(Beginning of Data for this task)

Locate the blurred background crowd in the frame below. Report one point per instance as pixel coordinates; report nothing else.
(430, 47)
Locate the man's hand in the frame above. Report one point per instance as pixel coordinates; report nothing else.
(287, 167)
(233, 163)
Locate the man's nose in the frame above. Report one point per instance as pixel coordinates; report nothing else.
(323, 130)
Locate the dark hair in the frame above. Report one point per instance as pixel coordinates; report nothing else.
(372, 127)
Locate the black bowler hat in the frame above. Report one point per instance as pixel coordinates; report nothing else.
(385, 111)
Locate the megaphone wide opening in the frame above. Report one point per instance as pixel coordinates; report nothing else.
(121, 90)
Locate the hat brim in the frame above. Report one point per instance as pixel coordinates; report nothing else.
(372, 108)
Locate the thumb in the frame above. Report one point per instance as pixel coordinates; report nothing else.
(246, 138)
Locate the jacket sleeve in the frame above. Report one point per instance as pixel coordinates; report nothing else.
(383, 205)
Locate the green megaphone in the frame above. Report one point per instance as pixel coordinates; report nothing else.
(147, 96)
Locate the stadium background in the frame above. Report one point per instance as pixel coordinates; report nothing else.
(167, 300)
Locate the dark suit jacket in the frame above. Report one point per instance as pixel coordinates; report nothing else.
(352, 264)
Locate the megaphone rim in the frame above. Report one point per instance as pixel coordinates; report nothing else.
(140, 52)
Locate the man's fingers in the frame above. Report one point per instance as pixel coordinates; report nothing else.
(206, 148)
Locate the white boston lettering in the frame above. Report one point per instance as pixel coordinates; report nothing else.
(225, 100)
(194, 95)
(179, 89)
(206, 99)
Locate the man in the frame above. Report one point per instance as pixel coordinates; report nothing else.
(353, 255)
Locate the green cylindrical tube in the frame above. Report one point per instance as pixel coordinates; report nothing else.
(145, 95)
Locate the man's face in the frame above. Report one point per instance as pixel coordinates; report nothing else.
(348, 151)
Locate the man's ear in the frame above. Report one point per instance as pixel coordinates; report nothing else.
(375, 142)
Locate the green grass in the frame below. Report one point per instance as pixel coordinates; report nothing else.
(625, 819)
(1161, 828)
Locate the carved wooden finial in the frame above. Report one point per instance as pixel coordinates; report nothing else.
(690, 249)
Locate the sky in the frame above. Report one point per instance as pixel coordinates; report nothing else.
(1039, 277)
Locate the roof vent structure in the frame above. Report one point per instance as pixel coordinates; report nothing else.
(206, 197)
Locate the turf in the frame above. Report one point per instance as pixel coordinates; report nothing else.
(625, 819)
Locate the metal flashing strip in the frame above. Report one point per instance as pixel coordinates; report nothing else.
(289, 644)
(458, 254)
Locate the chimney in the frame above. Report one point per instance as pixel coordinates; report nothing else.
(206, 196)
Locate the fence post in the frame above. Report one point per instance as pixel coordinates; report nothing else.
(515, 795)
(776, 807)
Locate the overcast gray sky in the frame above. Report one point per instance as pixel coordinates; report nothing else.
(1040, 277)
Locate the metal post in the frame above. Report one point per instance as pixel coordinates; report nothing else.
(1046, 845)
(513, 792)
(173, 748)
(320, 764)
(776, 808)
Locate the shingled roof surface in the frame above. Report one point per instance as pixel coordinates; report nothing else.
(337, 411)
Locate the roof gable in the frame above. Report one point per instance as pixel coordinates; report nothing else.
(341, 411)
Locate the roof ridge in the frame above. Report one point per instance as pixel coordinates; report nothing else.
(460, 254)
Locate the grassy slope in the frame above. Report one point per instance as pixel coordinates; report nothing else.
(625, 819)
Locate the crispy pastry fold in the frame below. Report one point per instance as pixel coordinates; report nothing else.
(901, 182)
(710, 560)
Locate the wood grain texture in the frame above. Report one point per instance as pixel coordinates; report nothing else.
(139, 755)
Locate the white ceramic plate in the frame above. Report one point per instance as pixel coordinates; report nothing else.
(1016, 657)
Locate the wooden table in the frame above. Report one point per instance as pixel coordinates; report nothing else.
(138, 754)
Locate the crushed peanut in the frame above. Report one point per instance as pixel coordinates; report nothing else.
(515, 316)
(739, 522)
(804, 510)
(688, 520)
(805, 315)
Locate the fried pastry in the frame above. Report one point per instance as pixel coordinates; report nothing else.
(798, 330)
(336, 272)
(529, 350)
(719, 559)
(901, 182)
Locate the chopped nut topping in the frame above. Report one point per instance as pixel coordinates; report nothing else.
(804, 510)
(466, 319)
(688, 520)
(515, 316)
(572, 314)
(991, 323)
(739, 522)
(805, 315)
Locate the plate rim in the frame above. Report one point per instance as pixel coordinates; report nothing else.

(End of Data for this task)

- Assignment: Word for word, copy every entry.

- Solution for this task:
Locate the blurred background crowd in the frame below. Report one point per instance as pixel coordinates; report nothing else.
(430, 47)
Locate the man's hand in the frame above. Report one point per instance as pixel coordinates; report nothing else.
(287, 167)
(233, 163)
Locate the man's nose in the frame above. Report one point per instance as pixel coordinates; report nothing else.
(323, 130)
Locate the dark hair in the frame above. Report one point per instance as pixel coordinates; report nothing else.
(372, 127)
Locate the black bowler hat in the frame above. Report one point per instance as pixel coordinates; report nothing else.
(385, 111)
Locate the megaphone wide opening in the frame above. Report one point per instance as pixel coordinates; report nothing else.
(121, 90)
Locate the hat brim in the frame above. Report one point per instance as pixel coordinates; report nothing else.
(372, 108)
Locate the thumb in the frame above. Report one point per instance as pixel coordinates; report nothing else.
(246, 138)
Locate the jacket sleeve in the frame above. Report one point per instance as pixel coordinates; report nothing else.
(383, 205)
Locate the green megaphone in the frame above. Report one point per instance as pixel coordinates; report nothing else.
(147, 96)
Locate the stadium background in the frame above. Report one point per instance as pixel coordinates; report nothing else.
(167, 300)
Locate the dark suit jacket in the frame above. Report one point per instance as pixel coordinates; report nothing else.
(352, 264)
Locate the megaphone rim in the frame above. Report one point per instance as pixel coordinates; report nothing else.
(140, 52)
Locate the man's fingers in the frame above. Report one point per instance as pixel coordinates; report nothing else.
(206, 148)
Locate the white boston lettering in the frame above. Report one point per instance as pixel coordinates; report nothing else.
(225, 100)
(194, 95)
(179, 89)
(206, 99)
Locate the man in the frame above. Report one point per instance as pixel coordinates; report nothing else.
(353, 255)
Locate the green cylindrical tube in the frame above. Report one point per instance as pixel coordinates; report nothing else.
(145, 95)
Locate the man's face in the frame above. Report one point per instance as pixel coordinates; report nothing else.
(348, 151)
Locate the man's ear in the frame above. Report one point per instance as pixel coordinates; report nothing else.
(375, 142)
Locate the green grass in the frame below. Report one point per instance as pixel coordinates; report nothing else.
(625, 819)
(1161, 828)
Locate the carved wooden finial in the frame above. Report one point per instance as pixel coordinates; report nothing else.
(690, 249)
Locate the sky in the frame above. Report one point per instance as pixel coordinates; report nothing else.
(1039, 277)
Locate the roof vent structure in the frame above. Report one point per instance as pixel coordinates; report nothing else.
(206, 197)
Locate the turf in the frame above. Report one point per instance as pixel coordinates; report nothing else.
(625, 819)
Locate the metal flashing strip in the frame above. Report one point per instance as pixel coordinates; report nothing else.
(289, 644)
(458, 254)
Locate the chimney in the frame above. Report one point per instance as pixel coordinates; report nothing else.
(206, 196)
Locate the fence post in the frame above. Report one point per instance as pixel coordinates; report nothing else.
(515, 795)
(776, 807)
Locate the overcast gray sky in the frame above. Report one point per instance as pixel coordinates; report nothing else.
(1040, 277)
Locate the metal post in the frame above. Report one point per instance as pixel coordinates; report nothing else.
(1046, 845)
(513, 792)
(173, 748)
(320, 764)
(776, 808)
Locate the shingled roof surface in the frame above. Report one point per instance as pixel coordinates; report nothing else.
(337, 411)
Locate the roof gable in the frame above. Report one point per instance as pixel coordinates; report nothing else.
(341, 411)
Locate the roof ridge in the frame above. Report one point per instance as pixel coordinates; report nothing else.
(460, 254)
Locate the grassy slope in the frame above. Report one point per instance as pixel coordinates; report nothing else.
(625, 819)
Locate the crispy pastry fold in the frame below. Report one point per instance as pixel coordinates; report nothing else.
(901, 182)
(710, 560)
Locate the wood grain texture in the frame above. Report one point per instance as pixel coordinates; report nothing else.
(139, 755)
Locate the white ceramic plate in the frame above. Report one point per instance as pixel coordinates; report nothing else.
(1016, 657)
Locate the wooden table in the frame above. Report one point per instance as pixel coordinates; report nothing else.
(138, 754)
Locate the crushed peanut in the frame above. Report one point per instance as pixel coordinates; report nothing else.
(515, 316)
(739, 522)
(804, 510)
(688, 520)
(805, 315)
Locate the fried pastry in the frame above. Report one point per instance as pixel coordinates; report nothing else.
(798, 330)
(336, 272)
(529, 350)
(719, 559)
(901, 182)
Locate the chopped nut topping in the frame above. Report one point per instance as pixel coordinates; report nothing else.
(804, 510)
(466, 319)
(688, 520)
(515, 316)
(572, 314)
(991, 323)
(739, 522)
(805, 315)
Locate the plate rim in the frame above. Report one point per instance as pixel coordinates; report nothing else.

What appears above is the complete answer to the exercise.